(EXERCISE REQUIREMENTS)
Rewrite the lines from the one containing "Do you spot any side" through the last line, changing "outline it with a box" to "draw a box around it" and leaving everything else as it is.

(GIVEN INFORMATION)

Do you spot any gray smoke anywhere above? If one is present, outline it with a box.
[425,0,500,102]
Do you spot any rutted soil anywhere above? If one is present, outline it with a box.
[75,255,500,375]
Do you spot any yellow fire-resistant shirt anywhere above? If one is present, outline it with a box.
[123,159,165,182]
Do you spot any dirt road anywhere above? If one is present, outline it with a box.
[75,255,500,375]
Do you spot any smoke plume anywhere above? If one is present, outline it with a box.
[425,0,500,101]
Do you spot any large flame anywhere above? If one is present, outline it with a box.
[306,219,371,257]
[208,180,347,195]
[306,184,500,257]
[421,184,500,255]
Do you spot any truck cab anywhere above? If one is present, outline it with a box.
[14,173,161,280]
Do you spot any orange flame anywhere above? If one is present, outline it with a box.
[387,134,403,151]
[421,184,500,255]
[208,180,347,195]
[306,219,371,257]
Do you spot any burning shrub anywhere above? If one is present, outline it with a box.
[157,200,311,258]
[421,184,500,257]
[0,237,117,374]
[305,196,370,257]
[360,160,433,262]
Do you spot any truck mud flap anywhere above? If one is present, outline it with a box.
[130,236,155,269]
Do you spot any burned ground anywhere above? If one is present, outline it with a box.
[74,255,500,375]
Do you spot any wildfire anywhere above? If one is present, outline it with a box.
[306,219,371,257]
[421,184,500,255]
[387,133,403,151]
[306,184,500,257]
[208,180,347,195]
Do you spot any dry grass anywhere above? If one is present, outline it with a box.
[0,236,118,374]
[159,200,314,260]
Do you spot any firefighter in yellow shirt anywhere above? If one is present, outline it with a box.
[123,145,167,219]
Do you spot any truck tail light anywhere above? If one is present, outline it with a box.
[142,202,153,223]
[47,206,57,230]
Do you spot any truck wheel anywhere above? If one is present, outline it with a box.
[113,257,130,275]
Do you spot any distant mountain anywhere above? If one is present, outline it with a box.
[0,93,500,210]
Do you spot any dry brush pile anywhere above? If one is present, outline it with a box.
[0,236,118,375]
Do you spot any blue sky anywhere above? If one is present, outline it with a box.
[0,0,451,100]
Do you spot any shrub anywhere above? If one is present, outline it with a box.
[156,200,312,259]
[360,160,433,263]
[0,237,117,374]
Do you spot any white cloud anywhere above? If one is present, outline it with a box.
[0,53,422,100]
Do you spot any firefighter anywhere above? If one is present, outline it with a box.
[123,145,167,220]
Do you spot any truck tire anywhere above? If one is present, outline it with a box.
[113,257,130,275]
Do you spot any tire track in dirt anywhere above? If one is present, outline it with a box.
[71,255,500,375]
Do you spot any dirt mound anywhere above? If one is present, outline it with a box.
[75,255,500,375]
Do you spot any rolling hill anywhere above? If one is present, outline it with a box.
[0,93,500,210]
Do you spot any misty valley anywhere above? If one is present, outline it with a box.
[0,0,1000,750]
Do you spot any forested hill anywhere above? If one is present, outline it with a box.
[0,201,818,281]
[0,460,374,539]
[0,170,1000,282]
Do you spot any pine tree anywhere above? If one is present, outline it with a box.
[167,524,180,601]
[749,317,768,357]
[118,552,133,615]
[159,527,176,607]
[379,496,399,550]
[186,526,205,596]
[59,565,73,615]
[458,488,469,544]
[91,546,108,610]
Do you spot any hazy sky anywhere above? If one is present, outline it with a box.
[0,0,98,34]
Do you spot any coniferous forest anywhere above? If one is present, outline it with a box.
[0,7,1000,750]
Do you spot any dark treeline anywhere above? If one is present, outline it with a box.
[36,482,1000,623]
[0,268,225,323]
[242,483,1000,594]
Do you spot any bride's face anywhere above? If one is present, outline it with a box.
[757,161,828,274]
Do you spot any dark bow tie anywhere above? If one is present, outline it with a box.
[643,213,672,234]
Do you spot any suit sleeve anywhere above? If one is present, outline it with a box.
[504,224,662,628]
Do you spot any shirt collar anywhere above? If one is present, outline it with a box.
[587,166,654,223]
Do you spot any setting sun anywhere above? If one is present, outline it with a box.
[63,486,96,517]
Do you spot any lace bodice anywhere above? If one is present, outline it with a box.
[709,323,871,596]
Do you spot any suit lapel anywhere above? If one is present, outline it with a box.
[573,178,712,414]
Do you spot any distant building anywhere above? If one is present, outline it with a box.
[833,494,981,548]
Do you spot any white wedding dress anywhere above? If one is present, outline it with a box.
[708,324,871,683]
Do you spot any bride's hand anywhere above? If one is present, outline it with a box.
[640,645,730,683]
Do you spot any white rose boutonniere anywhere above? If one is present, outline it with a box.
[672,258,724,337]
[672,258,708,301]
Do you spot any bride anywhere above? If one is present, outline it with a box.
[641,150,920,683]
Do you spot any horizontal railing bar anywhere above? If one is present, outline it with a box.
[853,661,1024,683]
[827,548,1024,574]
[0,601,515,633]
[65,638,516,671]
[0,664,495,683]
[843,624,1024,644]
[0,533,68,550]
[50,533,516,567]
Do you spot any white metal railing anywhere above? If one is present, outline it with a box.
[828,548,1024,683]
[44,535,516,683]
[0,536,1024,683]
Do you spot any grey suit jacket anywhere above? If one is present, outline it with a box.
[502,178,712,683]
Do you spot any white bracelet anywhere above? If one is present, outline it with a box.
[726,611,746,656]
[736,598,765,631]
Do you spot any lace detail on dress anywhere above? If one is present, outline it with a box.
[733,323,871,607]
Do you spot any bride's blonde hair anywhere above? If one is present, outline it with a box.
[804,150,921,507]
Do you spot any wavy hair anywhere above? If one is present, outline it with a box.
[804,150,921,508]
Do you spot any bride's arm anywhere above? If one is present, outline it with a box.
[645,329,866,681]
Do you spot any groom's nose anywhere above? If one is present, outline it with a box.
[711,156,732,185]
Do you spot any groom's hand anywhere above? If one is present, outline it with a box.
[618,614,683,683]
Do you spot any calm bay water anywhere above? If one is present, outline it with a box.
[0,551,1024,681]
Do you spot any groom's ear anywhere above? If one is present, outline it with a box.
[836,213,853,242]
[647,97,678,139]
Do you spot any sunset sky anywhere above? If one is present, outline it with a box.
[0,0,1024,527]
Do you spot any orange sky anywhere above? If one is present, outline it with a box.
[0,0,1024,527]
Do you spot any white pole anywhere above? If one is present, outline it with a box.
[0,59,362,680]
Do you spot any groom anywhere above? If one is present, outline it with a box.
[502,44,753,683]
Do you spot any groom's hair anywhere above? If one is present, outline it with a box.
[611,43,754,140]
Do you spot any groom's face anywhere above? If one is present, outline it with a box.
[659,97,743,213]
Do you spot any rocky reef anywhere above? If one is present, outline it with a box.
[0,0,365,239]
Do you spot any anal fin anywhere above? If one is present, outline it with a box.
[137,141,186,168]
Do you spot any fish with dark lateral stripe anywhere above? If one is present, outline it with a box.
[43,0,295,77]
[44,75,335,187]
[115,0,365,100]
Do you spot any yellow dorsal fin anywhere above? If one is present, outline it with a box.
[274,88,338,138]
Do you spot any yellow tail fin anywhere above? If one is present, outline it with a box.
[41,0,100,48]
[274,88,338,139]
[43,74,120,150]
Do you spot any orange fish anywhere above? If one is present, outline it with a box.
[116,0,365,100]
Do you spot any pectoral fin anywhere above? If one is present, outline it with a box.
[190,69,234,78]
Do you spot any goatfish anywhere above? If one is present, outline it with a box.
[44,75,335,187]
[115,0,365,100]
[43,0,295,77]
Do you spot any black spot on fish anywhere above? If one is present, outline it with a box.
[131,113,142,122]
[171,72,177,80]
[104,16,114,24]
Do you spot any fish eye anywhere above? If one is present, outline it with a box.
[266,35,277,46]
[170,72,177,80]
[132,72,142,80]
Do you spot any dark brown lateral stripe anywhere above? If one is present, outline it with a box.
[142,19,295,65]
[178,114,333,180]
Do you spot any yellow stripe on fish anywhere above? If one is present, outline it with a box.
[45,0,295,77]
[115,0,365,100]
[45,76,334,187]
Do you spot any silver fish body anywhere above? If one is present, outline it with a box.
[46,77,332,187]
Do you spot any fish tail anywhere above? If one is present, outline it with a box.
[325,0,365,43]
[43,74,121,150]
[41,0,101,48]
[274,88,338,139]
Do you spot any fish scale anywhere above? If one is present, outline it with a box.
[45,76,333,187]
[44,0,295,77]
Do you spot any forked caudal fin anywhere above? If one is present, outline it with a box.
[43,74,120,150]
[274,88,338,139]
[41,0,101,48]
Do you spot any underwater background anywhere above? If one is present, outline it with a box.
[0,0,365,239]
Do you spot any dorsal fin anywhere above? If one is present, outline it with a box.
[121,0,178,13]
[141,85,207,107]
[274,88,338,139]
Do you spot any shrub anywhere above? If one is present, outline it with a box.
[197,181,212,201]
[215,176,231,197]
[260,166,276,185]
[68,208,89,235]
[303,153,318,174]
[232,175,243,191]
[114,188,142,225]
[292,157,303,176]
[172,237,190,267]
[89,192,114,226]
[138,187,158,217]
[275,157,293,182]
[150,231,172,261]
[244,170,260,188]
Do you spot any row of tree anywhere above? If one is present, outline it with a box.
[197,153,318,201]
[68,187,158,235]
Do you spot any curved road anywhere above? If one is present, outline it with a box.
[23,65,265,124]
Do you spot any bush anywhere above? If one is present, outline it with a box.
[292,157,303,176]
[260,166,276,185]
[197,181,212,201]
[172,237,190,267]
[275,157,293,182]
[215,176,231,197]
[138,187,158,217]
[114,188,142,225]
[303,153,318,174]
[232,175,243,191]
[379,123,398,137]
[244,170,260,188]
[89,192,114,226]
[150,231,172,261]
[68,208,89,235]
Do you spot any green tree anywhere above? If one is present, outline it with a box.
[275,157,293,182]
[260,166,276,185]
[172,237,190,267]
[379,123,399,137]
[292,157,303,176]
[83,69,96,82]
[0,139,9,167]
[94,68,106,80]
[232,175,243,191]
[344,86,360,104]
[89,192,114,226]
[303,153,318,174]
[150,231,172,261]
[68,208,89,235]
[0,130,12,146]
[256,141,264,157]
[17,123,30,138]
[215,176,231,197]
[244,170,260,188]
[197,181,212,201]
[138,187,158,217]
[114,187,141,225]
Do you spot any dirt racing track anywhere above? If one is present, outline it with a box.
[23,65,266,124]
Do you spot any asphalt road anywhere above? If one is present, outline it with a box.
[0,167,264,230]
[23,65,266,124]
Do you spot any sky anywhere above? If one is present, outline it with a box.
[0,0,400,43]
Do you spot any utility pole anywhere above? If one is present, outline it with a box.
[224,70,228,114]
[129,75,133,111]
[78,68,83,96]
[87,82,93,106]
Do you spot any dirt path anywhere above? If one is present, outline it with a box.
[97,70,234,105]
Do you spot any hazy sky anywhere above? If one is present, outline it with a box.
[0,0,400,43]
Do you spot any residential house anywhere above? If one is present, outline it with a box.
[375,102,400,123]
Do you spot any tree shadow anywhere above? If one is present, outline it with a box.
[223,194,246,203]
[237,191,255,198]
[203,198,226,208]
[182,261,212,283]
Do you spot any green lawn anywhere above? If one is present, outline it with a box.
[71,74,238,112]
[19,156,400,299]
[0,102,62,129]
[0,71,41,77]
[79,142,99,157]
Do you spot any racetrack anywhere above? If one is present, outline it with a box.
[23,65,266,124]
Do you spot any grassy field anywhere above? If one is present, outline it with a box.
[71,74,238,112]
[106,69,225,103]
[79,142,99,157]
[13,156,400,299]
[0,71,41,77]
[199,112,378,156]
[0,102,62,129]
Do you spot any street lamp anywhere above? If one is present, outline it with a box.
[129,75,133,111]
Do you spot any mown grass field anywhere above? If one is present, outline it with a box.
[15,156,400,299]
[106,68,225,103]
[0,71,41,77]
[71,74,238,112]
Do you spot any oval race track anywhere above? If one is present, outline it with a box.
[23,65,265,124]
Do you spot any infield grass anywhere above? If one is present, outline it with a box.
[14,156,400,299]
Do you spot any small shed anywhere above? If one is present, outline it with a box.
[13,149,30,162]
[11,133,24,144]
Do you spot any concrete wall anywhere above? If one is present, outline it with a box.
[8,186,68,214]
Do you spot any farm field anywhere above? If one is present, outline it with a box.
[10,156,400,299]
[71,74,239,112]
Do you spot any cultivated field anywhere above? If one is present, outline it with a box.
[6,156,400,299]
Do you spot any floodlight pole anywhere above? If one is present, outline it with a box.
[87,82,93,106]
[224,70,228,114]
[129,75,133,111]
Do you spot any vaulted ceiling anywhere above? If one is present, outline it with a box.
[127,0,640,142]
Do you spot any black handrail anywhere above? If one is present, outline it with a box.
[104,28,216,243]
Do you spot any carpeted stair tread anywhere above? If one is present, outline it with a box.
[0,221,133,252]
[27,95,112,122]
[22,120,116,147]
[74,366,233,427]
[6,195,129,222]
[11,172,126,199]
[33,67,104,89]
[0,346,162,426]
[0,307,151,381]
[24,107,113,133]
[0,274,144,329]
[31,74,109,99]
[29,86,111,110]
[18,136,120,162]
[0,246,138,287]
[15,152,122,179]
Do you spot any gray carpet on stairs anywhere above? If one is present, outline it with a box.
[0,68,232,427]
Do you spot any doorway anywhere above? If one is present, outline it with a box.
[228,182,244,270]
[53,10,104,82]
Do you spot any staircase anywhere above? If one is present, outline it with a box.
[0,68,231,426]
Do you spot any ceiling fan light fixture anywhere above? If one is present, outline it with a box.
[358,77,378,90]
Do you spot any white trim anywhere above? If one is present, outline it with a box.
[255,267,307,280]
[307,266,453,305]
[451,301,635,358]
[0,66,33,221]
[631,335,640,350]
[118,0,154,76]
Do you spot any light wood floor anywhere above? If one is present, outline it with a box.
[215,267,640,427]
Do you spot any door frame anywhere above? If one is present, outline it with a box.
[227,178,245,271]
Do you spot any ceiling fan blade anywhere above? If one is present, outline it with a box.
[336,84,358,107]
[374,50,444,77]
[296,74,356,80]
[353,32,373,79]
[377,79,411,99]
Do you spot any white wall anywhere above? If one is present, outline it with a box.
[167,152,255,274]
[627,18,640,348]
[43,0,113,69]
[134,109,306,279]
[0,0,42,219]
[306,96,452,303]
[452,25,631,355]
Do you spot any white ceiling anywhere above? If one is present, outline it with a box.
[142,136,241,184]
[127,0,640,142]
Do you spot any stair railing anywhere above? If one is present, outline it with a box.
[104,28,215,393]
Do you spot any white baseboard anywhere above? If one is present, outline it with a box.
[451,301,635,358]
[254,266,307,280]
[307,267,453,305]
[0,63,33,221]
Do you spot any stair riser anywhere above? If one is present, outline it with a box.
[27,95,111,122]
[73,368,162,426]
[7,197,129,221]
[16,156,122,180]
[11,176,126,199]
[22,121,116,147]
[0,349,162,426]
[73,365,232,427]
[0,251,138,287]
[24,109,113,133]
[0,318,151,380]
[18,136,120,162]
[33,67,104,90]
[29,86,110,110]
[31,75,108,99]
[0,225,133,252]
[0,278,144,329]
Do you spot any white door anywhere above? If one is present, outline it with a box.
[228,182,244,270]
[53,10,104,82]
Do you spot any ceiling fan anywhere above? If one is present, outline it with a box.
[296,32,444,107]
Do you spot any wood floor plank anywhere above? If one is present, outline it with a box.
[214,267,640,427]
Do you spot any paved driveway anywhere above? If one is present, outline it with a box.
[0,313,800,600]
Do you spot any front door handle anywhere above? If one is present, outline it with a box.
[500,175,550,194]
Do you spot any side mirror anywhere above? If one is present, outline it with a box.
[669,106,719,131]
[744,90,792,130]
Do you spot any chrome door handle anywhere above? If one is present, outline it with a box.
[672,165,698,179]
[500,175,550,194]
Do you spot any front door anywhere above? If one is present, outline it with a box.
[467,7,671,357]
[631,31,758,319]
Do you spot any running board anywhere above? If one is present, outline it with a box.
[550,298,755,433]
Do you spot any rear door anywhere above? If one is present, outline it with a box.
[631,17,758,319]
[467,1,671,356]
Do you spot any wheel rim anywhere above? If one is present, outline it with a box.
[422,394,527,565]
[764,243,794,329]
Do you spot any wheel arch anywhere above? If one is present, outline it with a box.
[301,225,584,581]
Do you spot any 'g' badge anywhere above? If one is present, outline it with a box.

(RESPONSE FOR THIS EXERCISE)
Do you spot any side mirror anywhere above? If one is present, draw a box around it.
[669,106,719,131]
[744,90,792,130]
Do you spot any chrome door handle anywhere above? If one is present, draw a box around it.
[672,165,698,179]
[500,175,550,194]
Do you spot any front door anywhere above? If one is present, draw a box around it.
[467,7,671,357]
[631,31,758,319]
Do you spot any running board anywhere above? If one is present, draw a box around it.
[550,298,755,433]
Do you spot any rear door anywhere above? If one is present, draw a box around it.
[631,17,758,319]
[467,1,671,356]
Do you spot any wheel rim anywhere above? If one is present, draw a box around it.
[422,394,527,565]
[764,243,794,329]
Do you spot any wheel arch anywhere above? If one is present, draw a box around it.
[301,225,584,581]
Do you spot any 'g' badge anywhere above? If one is present, draw a box around it.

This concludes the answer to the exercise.